Herbet Leo Gelernter | |
Birth Date: | 17 December 1929 |
Occupation: | Professor |
Discipline: | Computer Science |
Workplaces: | Stony Brook University |
Alma Mater: | University of Rochester |
Notable Works: | Geometry Theorem Prover |
Herbert Leo Gelernter (December 17, 1929 – May 28, 2015)[1] [2] [3] was a professor in the Computer Science Department of Stony Brook University.[4]
Having taken his B.S. in 1951 from Brooklyn College,[1] Gelernter received his Ph.D. at the University of Rochester in 1957.[4] [5]
Gelernter's extended visit to the European Organization for Nuclear Research (CERN) in 1960/61, while he was developing a prototype of his 'vidicon' (a system which dispensed with film, and used a television-camera tube to record a spark-chamber event and store it as digitized data on magnetic tape) stimulated the development of a data-handling system for spark chambers in early 1961.[6]
During his time at IBM, he wrote some of the first artificial intelligence software[7] —his "geometry theorem machine"[8] [9] was the first advanced AI program, and the third AI program ever.[10] It is a logical AI system that can prove theorems in planar geometry about parallel lines, congruence, and equality and inequality of segments and angles. Like Logic Theorist, it uses heuristics.

■ Requirement 1:
Using the biography of Herbert Gelernter, state whether each statement agrees with it: (a) he received his Ph.D. from the University of Rochester in 1957; (b) he took his B.S. at Stony Brook University; (c) his geometry theorem machine was the first AI program ever. Answer yes or no for each, and quote the deciding words of the biography.
■ Requirement 2:
Rewrite the whole listing, swapping "one point per instance" for "a single point for each instance" everywhere it occurs and leaving everything else unchanged.
The biography above and the listing that comes next are independent of each other.

■ Input data:
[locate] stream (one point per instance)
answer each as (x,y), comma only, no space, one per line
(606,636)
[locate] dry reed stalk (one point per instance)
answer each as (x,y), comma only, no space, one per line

■ Right answer 1:
(a) Yes: "Gelernter received his Ph.D. at the University of Rochester in 1957."
(b) No: "Having taken his B.S. in 1951 from Brooklyn College"
(c) No: "was the first advanced AI program, and the third AI program ever."

■ Right answer 2:
[locate] stream (a single point for each instance)
answer each as (x,y), comma only, no space, one per line
(606,636)
[locate] dry reed stalk (a single point for each instance)
answer each as (x,y), comma only, no space, one per line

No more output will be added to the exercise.